Entries from a pointing dataset:
########################################
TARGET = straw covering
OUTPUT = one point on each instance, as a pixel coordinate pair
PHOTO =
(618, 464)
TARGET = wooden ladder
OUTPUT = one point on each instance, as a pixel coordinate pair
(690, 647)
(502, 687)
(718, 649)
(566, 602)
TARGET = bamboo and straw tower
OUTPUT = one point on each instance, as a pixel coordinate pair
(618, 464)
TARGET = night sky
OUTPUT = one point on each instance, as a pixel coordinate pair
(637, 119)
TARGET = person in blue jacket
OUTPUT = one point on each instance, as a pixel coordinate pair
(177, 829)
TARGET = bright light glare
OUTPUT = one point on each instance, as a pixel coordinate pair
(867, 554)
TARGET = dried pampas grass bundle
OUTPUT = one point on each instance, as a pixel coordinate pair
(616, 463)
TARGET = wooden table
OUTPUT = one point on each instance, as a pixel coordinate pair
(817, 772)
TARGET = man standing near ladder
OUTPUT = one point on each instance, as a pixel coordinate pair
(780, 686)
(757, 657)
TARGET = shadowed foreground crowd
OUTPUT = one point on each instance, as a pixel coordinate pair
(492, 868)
########################################
- **Goal**
Return every line exactly.

- **Solution to this problem**
TARGET = straw covering
OUTPUT = one point on each instance, as a pixel coordinate pair
PHOTO =
(618, 464)
TARGET = wooden ladder
OUTPUT = one point on each instance, as a pixel coordinate pair
(690, 647)
(502, 687)
(718, 649)
(566, 602)
TARGET = bamboo and straw tower
OUTPUT = one point on each instance, as a pixel coordinate pair
(618, 464)
TARGET = night sky
OUTPUT = one point on each instance, as a pixel coordinate pair
(637, 119)
TARGET = person in blue jacket
OUTPUT = one point on each instance, as a pixel coordinate pair
(177, 829)
TARGET = bright light glare
OUTPUT = one point on each instance, as a pixel coordinate pair
(867, 554)
TARGET = dried pampas grass bundle
OUTPUT = one point on each instance, as a pixel coordinate pair
(616, 463)
TARGET = wooden table
OUTPUT = one point on each instance, as a pixel coordinate pair
(817, 772)
TARGET = man standing near ladder
OUTPUT = one point on each instance, as a pixel coordinate pair
(780, 686)
(757, 657)
TARGET = shadowed foreground crowd
OUTPUT = one point on each instance, as a pixel coordinate pair
(492, 868)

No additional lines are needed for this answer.